======== RECORDS PROVIDED ========

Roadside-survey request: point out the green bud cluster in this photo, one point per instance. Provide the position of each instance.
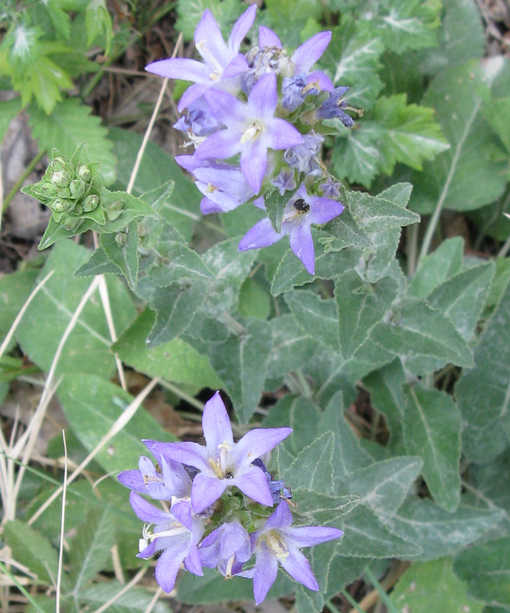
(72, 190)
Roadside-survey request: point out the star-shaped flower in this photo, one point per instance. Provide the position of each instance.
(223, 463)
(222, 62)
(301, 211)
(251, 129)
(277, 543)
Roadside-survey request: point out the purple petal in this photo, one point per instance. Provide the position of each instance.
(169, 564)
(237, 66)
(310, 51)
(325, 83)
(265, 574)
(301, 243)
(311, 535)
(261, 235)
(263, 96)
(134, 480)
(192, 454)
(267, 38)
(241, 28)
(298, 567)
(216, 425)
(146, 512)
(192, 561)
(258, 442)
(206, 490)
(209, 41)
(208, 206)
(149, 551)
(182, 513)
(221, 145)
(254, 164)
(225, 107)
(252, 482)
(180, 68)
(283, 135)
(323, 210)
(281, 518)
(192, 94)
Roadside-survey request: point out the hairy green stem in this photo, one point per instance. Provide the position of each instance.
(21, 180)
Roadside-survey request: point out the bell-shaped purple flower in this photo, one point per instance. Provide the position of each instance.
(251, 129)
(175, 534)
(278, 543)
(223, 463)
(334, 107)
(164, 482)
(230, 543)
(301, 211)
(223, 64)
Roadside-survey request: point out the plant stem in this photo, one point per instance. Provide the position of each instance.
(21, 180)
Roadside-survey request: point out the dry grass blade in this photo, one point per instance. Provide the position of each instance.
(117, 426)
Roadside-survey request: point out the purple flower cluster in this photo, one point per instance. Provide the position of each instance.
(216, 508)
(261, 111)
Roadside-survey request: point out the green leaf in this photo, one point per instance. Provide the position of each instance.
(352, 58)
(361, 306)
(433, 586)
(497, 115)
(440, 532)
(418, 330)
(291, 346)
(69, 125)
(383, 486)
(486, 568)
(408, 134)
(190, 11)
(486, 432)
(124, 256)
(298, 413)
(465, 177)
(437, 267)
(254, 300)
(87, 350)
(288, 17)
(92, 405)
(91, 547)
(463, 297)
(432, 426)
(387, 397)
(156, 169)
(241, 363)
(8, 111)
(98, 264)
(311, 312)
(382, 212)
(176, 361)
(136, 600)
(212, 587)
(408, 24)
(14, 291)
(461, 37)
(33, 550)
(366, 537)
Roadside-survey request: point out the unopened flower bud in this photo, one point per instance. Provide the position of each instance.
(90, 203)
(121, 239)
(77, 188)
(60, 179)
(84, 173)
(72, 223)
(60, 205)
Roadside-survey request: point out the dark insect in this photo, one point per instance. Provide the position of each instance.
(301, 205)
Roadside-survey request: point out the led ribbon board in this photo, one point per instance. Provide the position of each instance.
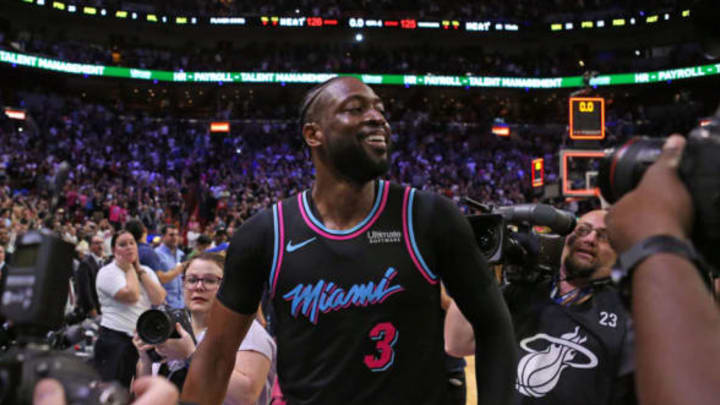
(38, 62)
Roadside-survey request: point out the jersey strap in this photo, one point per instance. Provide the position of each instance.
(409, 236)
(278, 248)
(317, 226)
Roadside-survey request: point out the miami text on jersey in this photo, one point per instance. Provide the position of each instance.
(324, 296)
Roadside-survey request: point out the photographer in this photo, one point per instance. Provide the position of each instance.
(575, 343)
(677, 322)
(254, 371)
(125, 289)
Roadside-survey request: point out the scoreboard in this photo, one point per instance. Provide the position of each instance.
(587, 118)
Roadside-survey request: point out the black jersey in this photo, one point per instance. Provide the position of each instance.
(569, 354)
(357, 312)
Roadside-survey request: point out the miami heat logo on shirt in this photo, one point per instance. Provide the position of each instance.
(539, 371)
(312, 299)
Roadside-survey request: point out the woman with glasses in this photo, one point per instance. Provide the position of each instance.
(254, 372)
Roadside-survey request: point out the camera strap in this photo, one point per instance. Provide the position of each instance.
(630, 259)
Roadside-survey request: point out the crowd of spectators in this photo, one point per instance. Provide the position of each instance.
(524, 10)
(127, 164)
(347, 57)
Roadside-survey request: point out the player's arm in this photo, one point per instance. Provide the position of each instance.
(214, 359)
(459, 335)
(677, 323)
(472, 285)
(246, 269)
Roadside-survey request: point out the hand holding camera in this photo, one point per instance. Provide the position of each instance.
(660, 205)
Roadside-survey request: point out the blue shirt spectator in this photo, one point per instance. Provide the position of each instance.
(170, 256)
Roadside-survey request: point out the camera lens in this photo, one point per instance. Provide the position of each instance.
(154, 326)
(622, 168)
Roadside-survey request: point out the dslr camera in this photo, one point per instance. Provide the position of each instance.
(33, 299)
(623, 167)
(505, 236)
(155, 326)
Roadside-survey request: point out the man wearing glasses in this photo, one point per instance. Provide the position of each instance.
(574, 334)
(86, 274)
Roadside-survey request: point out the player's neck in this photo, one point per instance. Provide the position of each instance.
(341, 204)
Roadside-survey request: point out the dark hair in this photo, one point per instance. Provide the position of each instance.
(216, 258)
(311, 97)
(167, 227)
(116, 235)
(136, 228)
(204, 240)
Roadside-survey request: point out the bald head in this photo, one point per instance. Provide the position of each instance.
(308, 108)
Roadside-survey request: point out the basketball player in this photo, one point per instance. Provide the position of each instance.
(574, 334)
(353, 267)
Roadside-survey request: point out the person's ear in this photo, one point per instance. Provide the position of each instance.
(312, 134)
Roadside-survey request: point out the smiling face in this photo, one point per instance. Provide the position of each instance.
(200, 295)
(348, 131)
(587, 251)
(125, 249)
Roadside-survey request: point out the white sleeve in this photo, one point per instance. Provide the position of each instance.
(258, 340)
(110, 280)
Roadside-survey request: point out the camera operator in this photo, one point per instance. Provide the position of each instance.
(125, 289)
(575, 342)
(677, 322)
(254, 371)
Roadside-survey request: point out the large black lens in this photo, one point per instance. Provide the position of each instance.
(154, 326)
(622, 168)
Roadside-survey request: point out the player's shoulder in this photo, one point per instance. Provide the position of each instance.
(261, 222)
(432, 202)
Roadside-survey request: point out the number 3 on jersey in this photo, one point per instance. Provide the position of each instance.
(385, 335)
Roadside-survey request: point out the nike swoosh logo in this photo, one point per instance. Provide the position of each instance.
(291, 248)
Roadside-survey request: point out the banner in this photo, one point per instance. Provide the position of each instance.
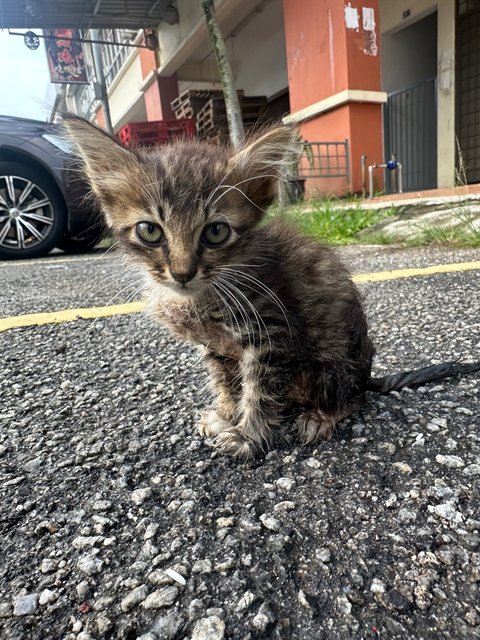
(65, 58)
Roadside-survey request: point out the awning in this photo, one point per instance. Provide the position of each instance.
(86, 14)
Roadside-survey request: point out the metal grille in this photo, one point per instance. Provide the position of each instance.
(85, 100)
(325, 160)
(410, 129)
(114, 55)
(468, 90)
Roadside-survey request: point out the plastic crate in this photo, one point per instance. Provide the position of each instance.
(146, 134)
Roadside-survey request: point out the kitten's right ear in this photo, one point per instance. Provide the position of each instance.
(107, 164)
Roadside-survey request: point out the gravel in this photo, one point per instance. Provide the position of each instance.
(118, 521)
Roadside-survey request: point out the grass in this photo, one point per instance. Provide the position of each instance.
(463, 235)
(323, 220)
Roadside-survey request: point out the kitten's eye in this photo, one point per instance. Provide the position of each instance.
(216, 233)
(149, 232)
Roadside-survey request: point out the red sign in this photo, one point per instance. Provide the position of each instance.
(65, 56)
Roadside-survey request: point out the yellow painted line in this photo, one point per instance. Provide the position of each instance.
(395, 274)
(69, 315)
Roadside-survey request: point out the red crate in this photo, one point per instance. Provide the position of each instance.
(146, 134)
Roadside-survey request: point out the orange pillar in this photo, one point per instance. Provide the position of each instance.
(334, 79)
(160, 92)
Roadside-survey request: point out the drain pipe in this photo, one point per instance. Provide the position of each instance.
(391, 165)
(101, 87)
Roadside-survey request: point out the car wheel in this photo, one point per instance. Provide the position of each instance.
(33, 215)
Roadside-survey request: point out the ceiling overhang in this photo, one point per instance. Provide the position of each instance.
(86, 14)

========

OBJECTIVE:
Without including any picture, repeat the data exactly.

SOLVED PROBLEM:
Roadside-survey request: point out the green bud cluster in this photo, one point per instance. Provide the position of each instance.
(72, 190)
Roadside-survey request: point out the star-shaped flower in this photo, one point per instance. Provide the position of each instance.
(223, 463)
(222, 62)
(301, 211)
(251, 129)
(277, 543)
Roadside-survey request: point out the purple petal in this photo, one point per instance. Provide the position of each instance.
(169, 564)
(237, 66)
(310, 51)
(325, 83)
(265, 574)
(301, 243)
(311, 535)
(261, 235)
(263, 96)
(134, 480)
(192, 454)
(267, 38)
(241, 28)
(298, 567)
(216, 425)
(146, 512)
(192, 561)
(258, 442)
(206, 490)
(209, 41)
(208, 206)
(149, 551)
(182, 513)
(221, 145)
(254, 164)
(225, 107)
(252, 482)
(180, 68)
(283, 135)
(323, 210)
(281, 518)
(192, 94)
Roadside-survey request: point out the hairy green stem in this photo, one point per instance. Provide the position of each instance.
(21, 180)
Roadside-survey request: point out the bell-shaped purple flower in this photo, one point per instance. Provide the position of each instance.
(251, 129)
(175, 534)
(278, 543)
(223, 463)
(334, 107)
(164, 482)
(230, 543)
(301, 211)
(223, 64)
Roadside-survey request: point out the plant stem in this photo, one point per instance. Provide the position of each instance.
(21, 180)
Roadside-survey request: point out the dry grass blade in this photo, one point per instance. Provide the position of each instance.
(117, 426)
Roadside-survey request: point out the purple flower cluster in this photo, one point per instance. Provide the position of each instance.
(216, 508)
(261, 111)
Roadside-survey request: point out the green leaf in this photo, one point per instance. Provide the position of each instance.
(352, 58)
(361, 306)
(433, 586)
(497, 115)
(440, 532)
(418, 330)
(291, 346)
(69, 125)
(383, 486)
(486, 568)
(408, 134)
(190, 11)
(486, 432)
(124, 256)
(298, 413)
(465, 177)
(437, 267)
(254, 300)
(87, 350)
(288, 17)
(92, 405)
(91, 547)
(463, 297)
(432, 426)
(387, 397)
(156, 169)
(241, 363)
(8, 111)
(98, 264)
(311, 312)
(382, 212)
(176, 361)
(136, 600)
(212, 587)
(408, 24)
(14, 291)
(461, 37)
(33, 550)
(366, 537)
Roadside-survey request: point out the unopened flower bud in this photo, one point per instance. Provide the position of each instance.
(90, 203)
(121, 239)
(77, 188)
(60, 179)
(84, 173)
(72, 223)
(60, 205)
Roadside-survey request: point out the dark insect in this photo, one point per instance. Provide the position of each instance.
(301, 205)
Roadside-survey request: point out the led ribbon board in this photo, one point per instance. Provide the position of each instance.
(38, 62)
Roadside-survey request: point out the jersey strap in this photo, one point per instance. Provide the position of each instance.
(409, 236)
(278, 248)
(317, 226)
Roadside-survey request: point out the miami text on jersey in this photo, one point per instance. Provide the position of each instance.
(324, 296)
Roadside-survey request: point out the photographer in this photo, one point per instance. Provide the position of each instance.
(575, 343)
(677, 322)
(254, 371)
(125, 289)
Roadside-survey request: point out the scoreboard in this photo, one point per instance. Provide the position of each instance.
(587, 118)
Roadside-survey request: point out the black jersey in this photo, one point per instance. Provide the position of each instance.
(569, 354)
(357, 312)
Roadside-survey request: point out the miami heat logo on shirt in this photo, one point per instance. Provide the position of each instance.
(539, 371)
(312, 299)
Roadside-survey request: point out the woman with glasses in this photo, one point per instance. Provide the position of each instance.
(254, 372)
Roadside-survey request: point out the camera strap in this photo, one point per instance. Provide the position of each instance.
(630, 259)
Roadside-survey request: point out the crowd of spectators in this photo, one point per instance. Provide the position of each instance.
(524, 10)
(127, 164)
(347, 57)
Roadside-survey request: point out the player's arm in this photo, one point per instance. Provide the position of each instance.
(214, 359)
(459, 335)
(677, 323)
(472, 285)
(246, 269)
Roadside-survey request: point out the hand holding camera in this photo, one point per instance. Provide the position of each instance.
(660, 205)
Roadside-survey request: point out the blue shirt spectator in this photo, one point per instance. Provide the position of each instance.
(170, 256)
Roadside-survey request: point out the camera lens in this photo, one point per instance. Provide the position of each instance.
(154, 326)
(622, 168)
Roadside-survey request: point out the dslr camera in this photo, one point per instance. Provide the position of each instance.
(33, 299)
(623, 167)
(505, 236)
(155, 326)
Roadside-survey request: point out the man wearing glasses in this photo, one point per instance. Provide the position of each instance.
(574, 334)
(86, 274)
Roadside-survey request: point out the player's neck in this photo, one point per instance. Provide the position of each instance.
(341, 204)
Roadside-survey request: point out the dark hair in this photo, one point per instance. Provide the position of each instance.
(216, 258)
(311, 97)
(167, 227)
(116, 235)
(136, 228)
(204, 240)
Roadside-survey request: point out the bald head in this photo, one point per instance. Provide the position of each instance.
(308, 108)
Roadside-survey request: point out the basketball player in this photo, one point per instance. Provide the position of each instance.
(574, 334)
(353, 267)
Roadside-survey request: point out the person's ear in this photo, one point per instance. Provide the position of each instance.
(312, 134)
Roadside-survey request: point out the smiling face in this photo, one point per instance. Provide the position of each instance.
(200, 295)
(348, 131)
(587, 251)
(125, 249)
Roadside-survey request: point out the white sleeve in this photo, one point per instance. Provide the position of each instance.
(258, 340)
(110, 280)
Roadside-survey request: point out the camera operator in this photo, one point per instance. Provide the position of each instance.
(125, 289)
(575, 342)
(677, 322)
(254, 371)
Roadside-survey request: point out the large black lens in this photo, one point per instance. Provide the position of each instance.
(154, 326)
(622, 168)
Roadside-survey request: point out the player's shoulder in this photo, one point per instance. Provide the position of each instance.
(261, 222)
(432, 202)
Roadside-survey request: point out the number 3 on jersey in this photo, one point per instance. Provide the position of each instance.
(385, 335)
Roadside-survey request: point out the nike swoosh logo in this photo, one point per instance. Provide the position of each instance.
(291, 248)
Roadside-survey request: point out the banner in this photo, one point per instance. Provide the position of each instance.
(65, 58)
Roadside-survey request: point out the awning in this photo, one point per instance. Provide the position of each instance.
(86, 14)
Roadside-survey request: point out the metal grille in this photo, one point per instance. Provide the position of each instance.
(85, 100)
(325, 160)
(410, 129)
(114, 55)
(468, 90)
Roadside-survey request: point out the plastic crate in this photo, one point per instance. Provide the position of each instance.
(146, 134)
Roadside-survey request: point out the kitten's right ear in this photo, one point per instance. Provide the position of each instance.
(107, 164)
Roadside-survey request: point out the gravel in this photo, one point per instance. Provide the position of each instance.
(118, 521)
Roadside-survey request: point out the grass in this photo, one point per instance. Provide the position of each instance.
(463, 235)
(323, 220)
Roadside-survey request: point out the kitten's eye in this photo, one point per instance. Provide the position of each instance.
(216, 233)
(149, 232)
Roadside-survey request: point out the red sign in this photo, one point per instance. Provide the position of each instance.
(65, 56)
Roadside-survey request: point out the yellow painted line in this photo, one point per instance. Provide the position of each instance.
(395, 274)
(69, 315)
Roadside-survey request: point out the red crate in this photo, one point per instance. Provide the position of each instance.
(146, 134)
Roadside-survey request: point out the orange pillar in this photo, one point per instance. Provide the position of each instance.
(334, 79)
(160, 92)
Roadside-survey request: point out the drain pipe in this photo, one point per instance. Provide the position of each instance.
(391, 165)
(101, 87)
Roadside-survey request: point out the car wheel in this photo, one point per instance. Provide the position of each instance.
(33, 215)
Roadside-survey request: point out the ceiling overhang in this photo, one point per instance. Provide the position of each instance.
(86, 14)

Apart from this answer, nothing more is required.